(INPUT DATA Opens)

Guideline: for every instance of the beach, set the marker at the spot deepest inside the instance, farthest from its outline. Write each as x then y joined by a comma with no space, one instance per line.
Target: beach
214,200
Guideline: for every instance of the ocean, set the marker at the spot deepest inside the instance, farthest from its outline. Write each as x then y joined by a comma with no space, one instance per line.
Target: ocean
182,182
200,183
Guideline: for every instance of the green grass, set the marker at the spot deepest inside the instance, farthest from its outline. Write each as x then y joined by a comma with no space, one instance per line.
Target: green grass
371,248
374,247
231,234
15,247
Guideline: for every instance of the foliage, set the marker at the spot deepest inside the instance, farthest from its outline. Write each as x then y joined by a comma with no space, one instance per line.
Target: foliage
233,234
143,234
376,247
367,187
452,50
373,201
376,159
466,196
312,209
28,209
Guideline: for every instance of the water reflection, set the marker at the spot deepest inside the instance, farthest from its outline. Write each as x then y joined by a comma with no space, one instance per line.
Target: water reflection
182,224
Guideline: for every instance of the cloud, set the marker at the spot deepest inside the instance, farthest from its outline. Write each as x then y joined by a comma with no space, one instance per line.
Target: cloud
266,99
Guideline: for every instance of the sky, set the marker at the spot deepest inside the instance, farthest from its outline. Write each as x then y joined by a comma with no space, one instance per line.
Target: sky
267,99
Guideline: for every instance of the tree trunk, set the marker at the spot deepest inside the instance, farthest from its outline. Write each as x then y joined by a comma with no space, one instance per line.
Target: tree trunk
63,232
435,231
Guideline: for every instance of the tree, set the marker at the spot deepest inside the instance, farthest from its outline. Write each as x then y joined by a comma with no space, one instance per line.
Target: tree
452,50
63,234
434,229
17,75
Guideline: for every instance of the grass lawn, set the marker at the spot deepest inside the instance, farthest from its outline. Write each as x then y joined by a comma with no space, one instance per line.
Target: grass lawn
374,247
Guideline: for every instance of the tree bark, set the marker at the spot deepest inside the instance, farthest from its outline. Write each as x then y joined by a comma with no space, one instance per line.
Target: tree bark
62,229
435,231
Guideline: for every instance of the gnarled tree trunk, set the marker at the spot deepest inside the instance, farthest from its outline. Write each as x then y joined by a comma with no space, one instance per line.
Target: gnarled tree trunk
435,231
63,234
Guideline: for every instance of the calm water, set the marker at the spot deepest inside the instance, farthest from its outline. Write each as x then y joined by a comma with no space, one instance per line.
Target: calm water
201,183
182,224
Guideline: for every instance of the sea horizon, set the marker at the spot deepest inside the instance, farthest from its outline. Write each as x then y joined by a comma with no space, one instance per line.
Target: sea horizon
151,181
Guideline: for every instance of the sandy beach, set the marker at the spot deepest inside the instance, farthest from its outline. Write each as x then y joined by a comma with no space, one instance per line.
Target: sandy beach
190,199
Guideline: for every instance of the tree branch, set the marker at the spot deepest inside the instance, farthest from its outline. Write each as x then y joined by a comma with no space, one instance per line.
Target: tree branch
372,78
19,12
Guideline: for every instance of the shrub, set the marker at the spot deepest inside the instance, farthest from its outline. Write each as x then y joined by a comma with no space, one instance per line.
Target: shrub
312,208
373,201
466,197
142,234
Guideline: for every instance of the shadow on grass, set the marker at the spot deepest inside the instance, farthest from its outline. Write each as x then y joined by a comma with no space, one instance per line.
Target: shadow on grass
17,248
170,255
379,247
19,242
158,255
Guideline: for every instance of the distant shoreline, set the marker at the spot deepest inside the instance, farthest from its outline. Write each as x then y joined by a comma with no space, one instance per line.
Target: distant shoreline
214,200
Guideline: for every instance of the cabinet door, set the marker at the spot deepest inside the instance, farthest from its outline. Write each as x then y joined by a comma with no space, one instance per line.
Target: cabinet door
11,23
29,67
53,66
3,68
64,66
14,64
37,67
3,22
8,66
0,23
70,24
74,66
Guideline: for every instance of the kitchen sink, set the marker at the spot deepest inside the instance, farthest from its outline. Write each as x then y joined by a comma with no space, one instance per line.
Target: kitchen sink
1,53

(INPUT DATA Closes)

◆ WORK INSTRUCTIONS ◆
Once the records have been read, print them all again exactly.

◆ OUTPUT OF THE EXERCISE ◆
Guideline: for every instance of the beach, set the marker at the spot deepest inside the instance, farthest from its outline. Write each as x then y joined by a comma with no space, one instance per line.
Target: beach
214,200
Guideline: for every instance of the ocean, set the marker at the spot deepest inside the instance, farthest from its outline. Write each as x then y joined by a comma with no space, one instance per line.
Target: ocean
182,182
200,183
Guideline: for every instance of the green grass, set the marker at the spot deepest inside the instance, farthest from its outline. Write each as x then y joined by a comma with no space, one instance per line.
Target: green grass
371,248
374,247
231,234
15,247
Guideline: for every instance of the foliage, set the marker at the spot deepest inside the instance, farthest from its outline. Write each as x then y joined by a comma with no space, one instance per line.
Target: foliage
233,234
143,234
376,247
367,187
452,50
373,201
376,159
466,196
312,209
28,209
Guideline: for every instance of the water reflection, set the marker at the spot deepest inside the instance, farthest from its outline. Write each as x then y joined by a comma with no space, one instance per line.
Target: water reflection
182,224
Guideline: for every instance of the cloud, set the marker at the spot deepest inside the instance, farthest from its outline. Write each as x then y joined by a comma with no space, one instance per line.
Target: cloud
266,99
Guideline: for every instance of the sky, set the marker at the spot deepest inside the instance, farthest from its outline. Write each as x then y joined by a comma with no space, one instance per line.
Target: sky
267,99
Guideline: for every instance of the tree trunk, set the marker at the spot deepest inside the instance, farthest from its outline. Write each as x then y joined by a comma with no space, one instance per line.
Target: tree trunk
63,232
435,231
Guideline: for every instance of the tree, set the marker at the spot deepest inside the instance, farthest from its outline. Write each as x then y joined by a comma with no space, one instance per line.
Target: tree
452,50
63,234
434,229
17,75
Guideline: for every instance of the grass lawn, set the marker at the spot deepest inside the instance, farthest from its outline. Write each as x then y joined by a comma with no space, one instance per line.
Target: grass lawn
374,247
Guideline: for every instance of the tree bark, set the marker at the spot deepest inside the instance, farthest from its outline. Write each as x then y joined by a comma with no space, one instance per line.
Target: tree bark
62,229
435,231
Guideline: for every instance of the gnarled tree trunk, set the marker at the spot deepest inside the instance, farthest from its outline. Write each as x then y joined by a comma with no space, one instance per line.
Target: gnarled tree trunk
435,231
63,234
Guideline: for every instance of the calm water, set the marker at the spot deepest inside the instance, farthest from its outline. Write each as x then y joined by a comma with no space, one instance per line.
Target: calm water
201,183
182,224
Guideline: for every instance of the sea horizon, set the marker at the spot deepest inside the instance, farthest from its outline. Write each as x then y joined by a comma with no space, one instance per line.
Target: sea horizon
151,181
Guideline: for every instance of the sandy beach, set the marker at the spot deepest inside the instance, farthest from its outline. Write each as x then y joined by a comma with no space, one instance per line.
Target: sandy beach
190,199
Guideline: for every instance of the tree branch, set the marker at the spot deepest inside the instance, farthest from its outline. Write each as x then y joined by a comma with no space, one instance per line.
Target: tree branch
372,78
19,12
Guideline: for every instance of the shrub, set the marker at the spot deepest inside the instance, farthest from its outline. Write each as x then y joined by a comma with no space, one instance per line.
Target: shrub
312,208
373,201
466,197
142,234
Guideline: for every instance of the shadow on grass, set the marker at the spot deepest inside the instance, farthest from its outline. Write each as x then y joined by a comma with no space, one instance per line.
Target: shadow on grass
17,248
170,255
379,247
19,242
158,255
Guideline: for every instance of the distant shoreline, set the marker at the spot deepest inside the instance, farthest from its outline. Write each as x then y joined by a comma with no space, one instance per line.
Target: distant shoreline
214,200
Guideline: for every instance of the cabinet door, set the marker at the spot deepest inside the instance, farthest from its outline. Write each as x then y joined by a comma with no space, one instance per line.
Target: cabinet door
11,23
29,67
53,66
3,68
64,66
14,64
37,67
3,22
8,66
0,23
70,24
74,66
Guideline: for every instance of the kitchen sink, set the marker at the spot deepest inside the instance, farthest from its outline. Write each as x then y joined by a comma with no space, one instance per line.
Target: kitchen sink
1,53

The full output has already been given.